— Exercise tasks —
1. In the forum reply, what must be set to False in the get_stream function so that duplicates stay in the input stream?
2. Put the lines of the listing, from the line with "[point-request]" to the line with "(1097, 629)", into a JSON list of strings with one string per line and no blank lines.

— Source document —
Inconsistency Number of Annotated Data

Hi @sigitpurnomo,

Yes, the input_hash is computed from the string value of the input text so any changes to the string will result in a different input_hash value. And if the same target dataset was used before stopping the server and the original example was saved in the DB - that would result in dataset containing examples that are not in the current input file.

We can definitely filter out these examples from the final dataset via python script, but for the future, perhaps a more efficient workflow would be to instruct the annotators to ignore (by hitting the ignore button) examples that need editing and postprocess them in a single pass i.e.

  1. once the annotation is done, filter out the ignored examples
  2. edit them according to your needs and save in a separate jsonl file
  3. set up another annotation session just with these edited examples

On to the remaining questions:

  1. Is it possible to make the duplicate text appear for the annotation?

Are you asking whether it's possible to make an annotator annotate exactly the same question more than once?
For that you'd need to set dedup to False in the get_stream function. Currently, your recipe is using the legacy JSONL loader. A recommended way to load the source is via get_stream function.
That would prevent the removal of duplicates from the input stream.
Then, another place where filtering happens is within each session. Whenever a session asks for examples, the candidate examples from the stream will be checked against the examples already annotated by this session based on the input or task hash (depending on the exclude_by config setting).
So in your case, if the examples are totally identical i.e. they would have the same input hash and the same task hash - you would need to differentiate between them using a custom hashing function that takes into account some attribute that differentiates between the examples e.g. a custom field in the input file e.g. "copy": 1. This new field should be used together with text to compute the input hash.
If, however, by duplicates you mean the same input text but different question about it e.g. different options in the choice block - then you can set exclude_by: task in your .prodigy.json - in fact, this is the default setting so you shouldn't have to change anything unless it's set to input in your current setup.
I wonder what's the purpose of sending duplicates - is it computing intra-annotator agreement as opposed to (or on top of) inter-annotator agreement?

  1. How do we remove the extra annotations from the dataset (database)

— Records for this exercise —

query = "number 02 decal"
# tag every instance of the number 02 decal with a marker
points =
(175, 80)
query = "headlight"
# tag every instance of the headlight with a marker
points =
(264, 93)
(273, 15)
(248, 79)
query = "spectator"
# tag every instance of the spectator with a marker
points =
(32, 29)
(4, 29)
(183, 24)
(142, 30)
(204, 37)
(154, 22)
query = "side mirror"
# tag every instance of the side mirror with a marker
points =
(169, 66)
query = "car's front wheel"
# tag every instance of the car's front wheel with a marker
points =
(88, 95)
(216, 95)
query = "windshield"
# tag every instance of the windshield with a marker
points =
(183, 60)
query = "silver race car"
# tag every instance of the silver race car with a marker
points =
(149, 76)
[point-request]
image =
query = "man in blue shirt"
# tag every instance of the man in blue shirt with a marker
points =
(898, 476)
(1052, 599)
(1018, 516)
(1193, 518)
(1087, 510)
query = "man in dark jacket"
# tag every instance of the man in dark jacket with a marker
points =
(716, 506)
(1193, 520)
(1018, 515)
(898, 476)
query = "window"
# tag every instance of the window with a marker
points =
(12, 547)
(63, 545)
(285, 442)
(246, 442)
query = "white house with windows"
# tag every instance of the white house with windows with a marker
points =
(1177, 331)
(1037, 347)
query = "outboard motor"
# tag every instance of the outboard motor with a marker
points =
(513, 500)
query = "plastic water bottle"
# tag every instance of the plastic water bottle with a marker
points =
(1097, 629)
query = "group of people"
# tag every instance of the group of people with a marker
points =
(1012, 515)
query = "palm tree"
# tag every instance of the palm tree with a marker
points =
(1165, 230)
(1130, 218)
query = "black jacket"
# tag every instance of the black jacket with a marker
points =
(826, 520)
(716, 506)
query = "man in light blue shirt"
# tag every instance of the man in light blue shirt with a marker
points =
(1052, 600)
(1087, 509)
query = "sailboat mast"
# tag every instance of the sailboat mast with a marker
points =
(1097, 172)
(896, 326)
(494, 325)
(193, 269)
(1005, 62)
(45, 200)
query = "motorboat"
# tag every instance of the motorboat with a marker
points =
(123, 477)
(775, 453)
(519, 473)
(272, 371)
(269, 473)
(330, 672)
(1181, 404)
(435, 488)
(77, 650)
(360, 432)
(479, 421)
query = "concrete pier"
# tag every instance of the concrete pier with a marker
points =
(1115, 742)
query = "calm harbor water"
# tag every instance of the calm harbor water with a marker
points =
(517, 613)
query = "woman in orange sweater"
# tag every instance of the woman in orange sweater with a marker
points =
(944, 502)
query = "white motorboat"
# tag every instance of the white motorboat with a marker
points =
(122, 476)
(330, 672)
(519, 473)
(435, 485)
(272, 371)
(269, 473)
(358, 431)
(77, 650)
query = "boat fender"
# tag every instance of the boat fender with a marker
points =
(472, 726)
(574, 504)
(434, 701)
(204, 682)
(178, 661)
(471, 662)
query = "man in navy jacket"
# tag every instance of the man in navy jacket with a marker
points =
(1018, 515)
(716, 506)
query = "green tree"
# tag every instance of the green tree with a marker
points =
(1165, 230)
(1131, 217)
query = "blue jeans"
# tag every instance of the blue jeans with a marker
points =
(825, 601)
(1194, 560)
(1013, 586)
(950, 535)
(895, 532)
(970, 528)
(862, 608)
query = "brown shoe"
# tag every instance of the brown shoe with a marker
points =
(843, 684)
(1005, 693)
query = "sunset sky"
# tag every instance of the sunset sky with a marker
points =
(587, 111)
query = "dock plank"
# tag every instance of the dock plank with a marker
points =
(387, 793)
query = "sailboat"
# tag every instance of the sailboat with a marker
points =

— Correct answers —
1. The dedup setting must be set to False.

2.
[
  "[point-request]",
  "image =",
  "query = \"man in blue shirt\"",
  "# tag every instance of the man in blue shirt with a marker",
  "points =",
  "(898, 476)",
  "(1052, 599)",
  "(1018, 516)",
  "(1193, 518)",
  "(1087, 510)",
  "query = \"man in dark jacket\"",
  "# tag every instance of the man in dark jacket with a marker",
  "points =",
  "(716, 506)",
  "(1193, 520)",
  "(1018, 515)",
  "(898, 476)",
  "query = \"window\"",
  "# tag every instance of the window with a marker",
  "points =",
  "(12, 547)",
  "(63, 545)",
  "(285, 442)",
  "(246, 442)",
  "query = \"white house with windows\"",
  "# tag every instance of the white house with windows with a marker",
  "points =",
  "(1177, 331)",
  "(1037, 347)",
  "query = \"outboard motor\"",
  "# tag every instance of the outboard motor with a marker",
  "points =",
  "(513, 500)",
  "query = \"plastic water bottle\"",
  "# tag every instance of the plastic water bottle with a marker",
  "points =",
  "(1097, 629)"
]